EXCERPTED TEXT =>
§ §
Trump’s Budget Plan a Disaster for Working People, Poor

We knew it wouldn’t be good news for most Americans, but President Trump’s budget blueprint “is even worse than we could have imagined,” said AFSCME Pres. Lee Saunders. “This budget cuts nearly everything that matters to working families.”

It was always clear to us that Trump would favor his rich friends and corporations over working class Americans. But we’re surprised how quickly and audaciously Trump abandoned his campaign oft-repeated pledges to improve the lives of hard-working people that formed the core of his support during the election.

This budget plan abandons those middle class moms and pops, and their children. It will make it even harder for them to get ahead as it threatens to hollow out the very agencies, departments and programs that do, in fact, help the poor and middle class.

Here are just a few examples that should give you an idea what President Trump considers his real priorities. The key winners under Trump’s plan are:

  • Defense contractors. Spending on the military would increase in 2018 by more than $52 billion, to $574 billion. That’s a 10 percent hike.
  • Homeland security. Spending here, including for the border wall that he promised Mexico would pay for, would increase by nearly $3 billion, to $44 billion – a jump of 7 percent.
§ §
RECORDS PROVIDED =>
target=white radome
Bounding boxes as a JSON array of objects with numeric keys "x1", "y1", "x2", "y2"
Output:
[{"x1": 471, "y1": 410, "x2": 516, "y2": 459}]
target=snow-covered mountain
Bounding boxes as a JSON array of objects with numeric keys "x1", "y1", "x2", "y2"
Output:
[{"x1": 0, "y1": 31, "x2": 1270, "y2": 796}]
§ §
PARTS OF THE EXERCISE =>
A - Repeat the part of the article on Trump's budget plan that opens with the words containing "We knew it wouldn’t" and closes with "and middle class.".
B - Answer these questions from the article on Trump's budget plan:
(i) Who does the article quote as saying the budget blueprint is worse than could have been imagined?
(ii) What would military spending rise to in 2018?
(iii) By what percentage would homeland security spending increase?
C - Continue the article on Trump's budget plan from its last sentence.
The data is not used for any of this work.

ANSWERS PER TASK =>
A -
We knew it wouldn’t be good news for most Americans, but President Trump’s budget blueprint “is even worse than we could have imagined,” said AFSCME Pres. Lee Saunders. “This budget cuts nearly everything that matters to working families.”

It was always clear to us that Trump would favor his rich friends and corporations over working class Americans. But we’re surprised how quickly and audaciously Trump abandoned his campaign oft-repeated pledges to improve the lives of hard-working people that formed the core of his support during the election.

This budget plan abandons those middle class moms and pops, and their children. It will make it even harder for them to get ahead as it threatens to hollow out the very agencies, departments and programs that do, in fact, help the poor and middle class.

B -
(i) Lee Saunders, president of AFSCME
(ii) $574 billion, an increase of more than $52 billion
(iii) 7 percent

C -
Here are just some of the losers, if this plan is adopted by Congress:

  • Poor people who depend on community services programs such as the Low Income Home Energy Assistance Program, which “helps keep families safe and healthy through initiatives that assist families with energy costs,” says the U.S. Department of Health and Human Services. HHS would take a hit of nearly $13 billion next fiscal year, a 16 percent decline.
  • People who depend on cures being researched through programs funded by the National Institutes of Health, which would be axed by nearly $6 billion – about 20 percent.
  • Elderly and impoverished people who now benefit from such critical anti-poverty initiatives as Meals on Wheels, housing assistance programs and Community Development Block Grants run by the Department of Housing and Urban Development (HUD), which would take a $4.3 billion hit – a 12 percent cut – in 2018.

In his address to Congress on Feb. 28, Trump declared, “Above all else, we will keep our promises to the American people.” How quickly he’s forgotten his promises to all but the wealthy, corporations and extremists who want to decimate public services.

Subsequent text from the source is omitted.